Recorded data:
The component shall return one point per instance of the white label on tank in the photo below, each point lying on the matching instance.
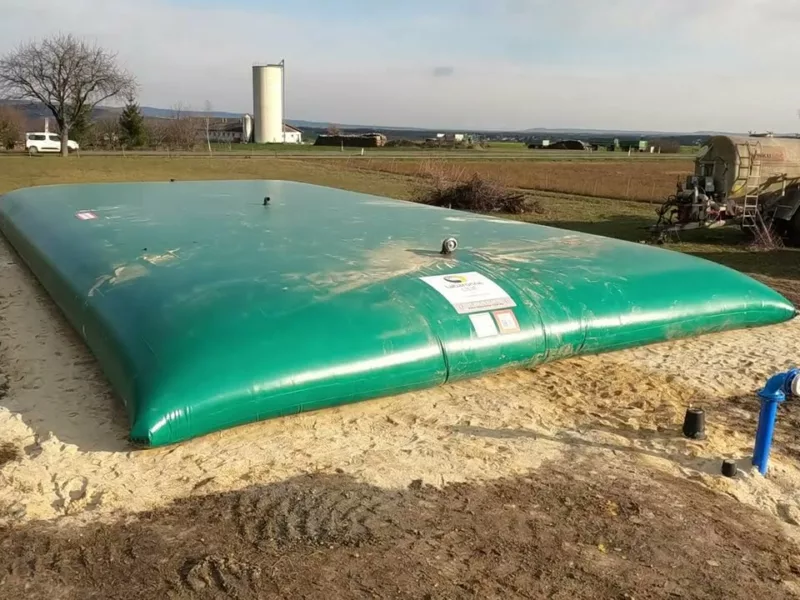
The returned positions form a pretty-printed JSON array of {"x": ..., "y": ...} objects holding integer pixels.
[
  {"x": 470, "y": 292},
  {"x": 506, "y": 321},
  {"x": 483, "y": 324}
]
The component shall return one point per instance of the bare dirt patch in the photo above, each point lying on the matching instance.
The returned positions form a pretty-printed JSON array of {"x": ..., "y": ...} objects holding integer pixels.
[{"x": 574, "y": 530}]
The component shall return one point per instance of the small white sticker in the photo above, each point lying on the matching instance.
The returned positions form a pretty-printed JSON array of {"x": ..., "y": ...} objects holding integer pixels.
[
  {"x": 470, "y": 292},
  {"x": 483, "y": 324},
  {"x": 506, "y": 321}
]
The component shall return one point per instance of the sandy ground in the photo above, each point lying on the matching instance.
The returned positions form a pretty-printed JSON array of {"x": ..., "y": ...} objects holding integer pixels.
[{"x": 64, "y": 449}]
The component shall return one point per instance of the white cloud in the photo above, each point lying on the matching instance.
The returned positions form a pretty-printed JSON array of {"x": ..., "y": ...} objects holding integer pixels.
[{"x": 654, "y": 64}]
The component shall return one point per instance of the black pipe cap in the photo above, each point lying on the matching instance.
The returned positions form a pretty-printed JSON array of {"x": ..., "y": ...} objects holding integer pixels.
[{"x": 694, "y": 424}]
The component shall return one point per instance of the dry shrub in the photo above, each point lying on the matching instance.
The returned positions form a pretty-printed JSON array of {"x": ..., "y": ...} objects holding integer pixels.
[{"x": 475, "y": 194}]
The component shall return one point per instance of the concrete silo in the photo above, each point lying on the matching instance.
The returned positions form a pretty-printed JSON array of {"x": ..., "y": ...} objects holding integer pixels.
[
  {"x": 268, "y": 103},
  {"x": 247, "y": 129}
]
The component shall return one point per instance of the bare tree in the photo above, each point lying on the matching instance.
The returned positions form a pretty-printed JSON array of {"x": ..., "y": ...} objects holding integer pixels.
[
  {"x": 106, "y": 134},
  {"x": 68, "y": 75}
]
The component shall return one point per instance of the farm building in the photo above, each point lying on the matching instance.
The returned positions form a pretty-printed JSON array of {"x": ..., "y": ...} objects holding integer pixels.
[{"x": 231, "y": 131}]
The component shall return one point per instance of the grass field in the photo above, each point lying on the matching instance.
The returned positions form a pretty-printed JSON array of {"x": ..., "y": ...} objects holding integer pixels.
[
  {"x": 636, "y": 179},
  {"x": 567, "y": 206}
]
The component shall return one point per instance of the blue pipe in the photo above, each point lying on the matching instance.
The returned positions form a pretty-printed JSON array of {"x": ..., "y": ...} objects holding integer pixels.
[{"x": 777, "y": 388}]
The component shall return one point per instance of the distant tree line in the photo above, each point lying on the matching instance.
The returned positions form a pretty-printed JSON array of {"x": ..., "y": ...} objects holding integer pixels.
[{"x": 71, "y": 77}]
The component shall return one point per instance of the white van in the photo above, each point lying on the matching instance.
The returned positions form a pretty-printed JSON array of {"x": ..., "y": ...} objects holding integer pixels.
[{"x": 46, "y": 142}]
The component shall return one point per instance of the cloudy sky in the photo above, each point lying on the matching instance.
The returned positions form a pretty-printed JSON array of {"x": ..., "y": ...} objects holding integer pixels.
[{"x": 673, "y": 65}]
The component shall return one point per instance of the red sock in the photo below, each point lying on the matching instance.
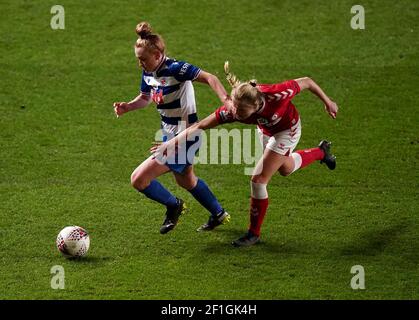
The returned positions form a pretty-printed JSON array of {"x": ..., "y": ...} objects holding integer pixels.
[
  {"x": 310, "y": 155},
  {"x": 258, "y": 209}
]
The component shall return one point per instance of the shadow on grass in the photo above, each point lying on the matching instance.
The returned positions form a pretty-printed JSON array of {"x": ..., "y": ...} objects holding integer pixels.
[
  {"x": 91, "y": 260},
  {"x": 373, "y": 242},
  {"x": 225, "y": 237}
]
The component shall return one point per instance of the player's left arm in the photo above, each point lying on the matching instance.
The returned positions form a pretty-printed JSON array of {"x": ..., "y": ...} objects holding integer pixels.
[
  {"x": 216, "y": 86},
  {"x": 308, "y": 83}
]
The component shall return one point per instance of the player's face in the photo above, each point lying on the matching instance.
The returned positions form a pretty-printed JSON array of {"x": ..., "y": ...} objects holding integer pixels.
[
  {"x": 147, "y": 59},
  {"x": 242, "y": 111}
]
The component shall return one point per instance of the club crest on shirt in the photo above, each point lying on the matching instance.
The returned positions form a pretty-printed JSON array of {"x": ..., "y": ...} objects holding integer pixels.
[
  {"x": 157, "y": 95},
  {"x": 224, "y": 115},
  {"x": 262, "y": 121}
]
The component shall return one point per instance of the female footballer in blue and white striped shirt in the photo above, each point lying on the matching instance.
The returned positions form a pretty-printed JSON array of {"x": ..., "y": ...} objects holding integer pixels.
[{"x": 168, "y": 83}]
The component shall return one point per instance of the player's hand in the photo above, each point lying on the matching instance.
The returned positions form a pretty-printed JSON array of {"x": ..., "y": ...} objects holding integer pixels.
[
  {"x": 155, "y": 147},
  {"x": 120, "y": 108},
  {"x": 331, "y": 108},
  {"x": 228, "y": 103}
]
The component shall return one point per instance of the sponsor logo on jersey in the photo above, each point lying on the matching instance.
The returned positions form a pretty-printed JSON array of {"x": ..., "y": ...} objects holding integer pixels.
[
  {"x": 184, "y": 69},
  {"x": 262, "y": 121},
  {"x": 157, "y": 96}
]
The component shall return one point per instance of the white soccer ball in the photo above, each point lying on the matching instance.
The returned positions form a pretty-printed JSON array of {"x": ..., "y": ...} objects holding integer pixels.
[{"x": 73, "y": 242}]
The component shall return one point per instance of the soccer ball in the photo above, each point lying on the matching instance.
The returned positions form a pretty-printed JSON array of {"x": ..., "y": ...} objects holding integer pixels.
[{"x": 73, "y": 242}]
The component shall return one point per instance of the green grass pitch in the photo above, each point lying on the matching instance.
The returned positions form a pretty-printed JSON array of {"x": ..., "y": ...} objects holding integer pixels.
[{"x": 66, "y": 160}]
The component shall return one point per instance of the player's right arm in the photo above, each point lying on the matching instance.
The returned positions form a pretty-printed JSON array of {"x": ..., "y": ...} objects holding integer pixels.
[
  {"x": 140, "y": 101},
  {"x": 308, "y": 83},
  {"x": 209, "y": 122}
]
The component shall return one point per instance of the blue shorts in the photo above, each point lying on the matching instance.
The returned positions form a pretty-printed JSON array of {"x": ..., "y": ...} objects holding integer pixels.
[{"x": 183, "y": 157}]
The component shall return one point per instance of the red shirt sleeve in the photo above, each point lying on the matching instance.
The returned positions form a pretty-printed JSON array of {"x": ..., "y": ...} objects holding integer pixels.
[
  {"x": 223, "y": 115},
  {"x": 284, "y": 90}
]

---

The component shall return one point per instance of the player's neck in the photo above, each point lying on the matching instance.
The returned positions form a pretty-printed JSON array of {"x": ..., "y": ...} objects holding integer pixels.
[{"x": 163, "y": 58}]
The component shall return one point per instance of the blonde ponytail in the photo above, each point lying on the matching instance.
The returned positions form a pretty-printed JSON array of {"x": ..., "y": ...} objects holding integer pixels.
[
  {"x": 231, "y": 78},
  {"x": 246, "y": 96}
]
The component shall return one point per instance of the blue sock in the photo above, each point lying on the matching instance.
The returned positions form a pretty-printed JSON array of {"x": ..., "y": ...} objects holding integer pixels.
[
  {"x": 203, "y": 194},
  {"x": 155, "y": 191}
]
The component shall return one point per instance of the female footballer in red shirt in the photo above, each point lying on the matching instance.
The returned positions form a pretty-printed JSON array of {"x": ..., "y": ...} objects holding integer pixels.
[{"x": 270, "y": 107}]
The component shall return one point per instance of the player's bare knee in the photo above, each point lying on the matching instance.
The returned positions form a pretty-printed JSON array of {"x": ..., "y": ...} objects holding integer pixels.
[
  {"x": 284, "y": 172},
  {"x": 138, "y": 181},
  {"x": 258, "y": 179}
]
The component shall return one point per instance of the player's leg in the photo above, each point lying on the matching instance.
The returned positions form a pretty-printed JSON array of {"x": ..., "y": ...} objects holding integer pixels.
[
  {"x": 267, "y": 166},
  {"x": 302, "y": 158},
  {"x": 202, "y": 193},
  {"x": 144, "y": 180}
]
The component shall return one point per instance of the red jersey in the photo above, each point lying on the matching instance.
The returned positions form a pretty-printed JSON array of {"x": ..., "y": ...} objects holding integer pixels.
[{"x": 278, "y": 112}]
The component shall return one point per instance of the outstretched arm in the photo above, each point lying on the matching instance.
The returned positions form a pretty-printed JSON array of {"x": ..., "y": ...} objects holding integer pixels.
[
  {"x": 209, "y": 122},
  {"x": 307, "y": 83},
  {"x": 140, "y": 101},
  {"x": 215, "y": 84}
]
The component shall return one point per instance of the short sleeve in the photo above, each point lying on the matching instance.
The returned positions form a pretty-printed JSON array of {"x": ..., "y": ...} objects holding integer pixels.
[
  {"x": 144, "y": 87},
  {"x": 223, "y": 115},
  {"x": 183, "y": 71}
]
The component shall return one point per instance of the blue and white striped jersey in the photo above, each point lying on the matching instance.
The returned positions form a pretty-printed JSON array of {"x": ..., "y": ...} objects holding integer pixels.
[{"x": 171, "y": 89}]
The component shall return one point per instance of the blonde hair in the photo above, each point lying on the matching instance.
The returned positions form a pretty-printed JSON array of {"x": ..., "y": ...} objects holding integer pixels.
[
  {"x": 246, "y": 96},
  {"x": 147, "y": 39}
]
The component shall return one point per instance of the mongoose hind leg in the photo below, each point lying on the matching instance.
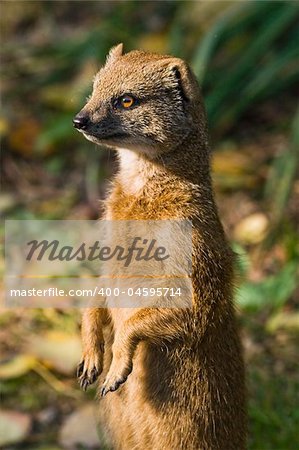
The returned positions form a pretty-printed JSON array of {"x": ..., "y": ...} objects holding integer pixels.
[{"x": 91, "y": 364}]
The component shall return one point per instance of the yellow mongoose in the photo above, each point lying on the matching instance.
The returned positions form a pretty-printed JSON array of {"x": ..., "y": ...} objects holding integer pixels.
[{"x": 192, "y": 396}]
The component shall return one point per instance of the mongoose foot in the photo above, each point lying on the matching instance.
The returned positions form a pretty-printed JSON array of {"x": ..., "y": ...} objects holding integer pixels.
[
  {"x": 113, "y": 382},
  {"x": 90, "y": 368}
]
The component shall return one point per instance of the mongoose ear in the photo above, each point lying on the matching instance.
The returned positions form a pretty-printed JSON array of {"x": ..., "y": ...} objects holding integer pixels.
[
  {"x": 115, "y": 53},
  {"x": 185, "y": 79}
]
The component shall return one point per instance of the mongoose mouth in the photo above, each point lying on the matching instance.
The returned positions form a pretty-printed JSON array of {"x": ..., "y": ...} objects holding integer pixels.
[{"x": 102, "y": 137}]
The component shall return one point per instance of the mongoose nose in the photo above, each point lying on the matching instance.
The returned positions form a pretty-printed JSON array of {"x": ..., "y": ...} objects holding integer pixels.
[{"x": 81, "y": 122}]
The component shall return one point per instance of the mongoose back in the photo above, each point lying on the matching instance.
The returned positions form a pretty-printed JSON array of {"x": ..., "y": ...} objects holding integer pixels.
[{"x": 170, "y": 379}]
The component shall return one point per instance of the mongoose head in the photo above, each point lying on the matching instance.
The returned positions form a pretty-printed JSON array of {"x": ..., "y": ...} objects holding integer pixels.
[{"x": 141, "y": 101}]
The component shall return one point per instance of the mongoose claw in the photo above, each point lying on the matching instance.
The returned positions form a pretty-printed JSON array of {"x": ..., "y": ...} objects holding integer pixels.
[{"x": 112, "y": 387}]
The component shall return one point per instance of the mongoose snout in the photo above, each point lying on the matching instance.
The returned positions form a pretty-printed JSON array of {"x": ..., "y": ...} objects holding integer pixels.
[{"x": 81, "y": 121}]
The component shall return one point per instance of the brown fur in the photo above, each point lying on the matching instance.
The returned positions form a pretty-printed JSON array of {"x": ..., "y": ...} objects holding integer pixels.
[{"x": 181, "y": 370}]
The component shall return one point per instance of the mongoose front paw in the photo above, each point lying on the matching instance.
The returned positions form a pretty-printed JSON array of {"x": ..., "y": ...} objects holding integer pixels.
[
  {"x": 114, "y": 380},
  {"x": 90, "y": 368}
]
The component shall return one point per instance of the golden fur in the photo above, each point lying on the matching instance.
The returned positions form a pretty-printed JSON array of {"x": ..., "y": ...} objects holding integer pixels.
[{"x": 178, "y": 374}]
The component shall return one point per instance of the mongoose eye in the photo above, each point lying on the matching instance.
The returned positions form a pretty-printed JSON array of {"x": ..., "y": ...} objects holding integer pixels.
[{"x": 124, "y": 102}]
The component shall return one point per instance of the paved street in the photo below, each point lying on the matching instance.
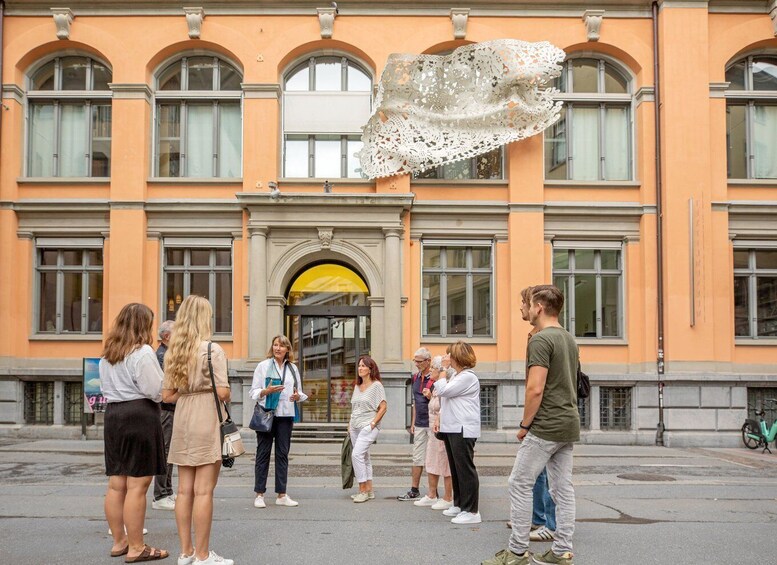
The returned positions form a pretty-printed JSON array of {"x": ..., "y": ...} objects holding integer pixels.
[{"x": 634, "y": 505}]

==

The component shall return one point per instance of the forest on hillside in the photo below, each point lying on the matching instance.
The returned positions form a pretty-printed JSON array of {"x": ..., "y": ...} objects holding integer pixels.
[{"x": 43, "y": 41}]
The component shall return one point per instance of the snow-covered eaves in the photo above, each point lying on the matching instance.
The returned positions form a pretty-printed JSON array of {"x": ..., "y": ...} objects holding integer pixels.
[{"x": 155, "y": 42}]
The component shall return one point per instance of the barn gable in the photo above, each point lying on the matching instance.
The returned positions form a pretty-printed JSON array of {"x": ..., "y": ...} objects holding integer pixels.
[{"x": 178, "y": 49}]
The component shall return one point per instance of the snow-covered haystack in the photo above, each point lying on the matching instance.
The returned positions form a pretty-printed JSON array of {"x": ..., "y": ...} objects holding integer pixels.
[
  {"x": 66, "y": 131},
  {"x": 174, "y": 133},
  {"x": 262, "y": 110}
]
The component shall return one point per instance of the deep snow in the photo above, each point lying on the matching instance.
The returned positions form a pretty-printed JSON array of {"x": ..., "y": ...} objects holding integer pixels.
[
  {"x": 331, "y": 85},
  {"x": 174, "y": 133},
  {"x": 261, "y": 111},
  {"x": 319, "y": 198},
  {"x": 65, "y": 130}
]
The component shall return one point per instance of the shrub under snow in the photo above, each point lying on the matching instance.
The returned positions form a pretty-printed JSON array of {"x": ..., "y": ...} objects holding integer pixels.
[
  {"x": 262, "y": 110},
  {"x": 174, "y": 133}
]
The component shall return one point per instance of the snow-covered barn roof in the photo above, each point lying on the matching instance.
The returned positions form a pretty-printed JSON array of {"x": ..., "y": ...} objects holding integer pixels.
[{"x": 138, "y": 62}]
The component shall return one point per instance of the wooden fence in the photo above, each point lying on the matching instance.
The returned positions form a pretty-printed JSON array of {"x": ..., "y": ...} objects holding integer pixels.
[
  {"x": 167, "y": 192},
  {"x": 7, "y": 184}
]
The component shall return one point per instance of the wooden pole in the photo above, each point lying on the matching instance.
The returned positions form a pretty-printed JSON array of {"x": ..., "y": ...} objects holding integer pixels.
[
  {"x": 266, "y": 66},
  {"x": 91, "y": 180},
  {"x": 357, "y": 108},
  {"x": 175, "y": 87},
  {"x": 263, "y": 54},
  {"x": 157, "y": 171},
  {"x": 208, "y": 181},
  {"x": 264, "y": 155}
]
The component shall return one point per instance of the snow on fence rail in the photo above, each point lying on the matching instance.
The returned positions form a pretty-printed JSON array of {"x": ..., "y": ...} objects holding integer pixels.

What the task requires: Lines of the data above that include the string "striped" must each be copied.

Task answer:
The component shall return one point per instance of the female footballer in blue and white striped shirt in the photo above, each point lying on the matching instance.
The component shall return one point per instance of the blue and white striped jersey in the photo above, each point lying on the matching instance.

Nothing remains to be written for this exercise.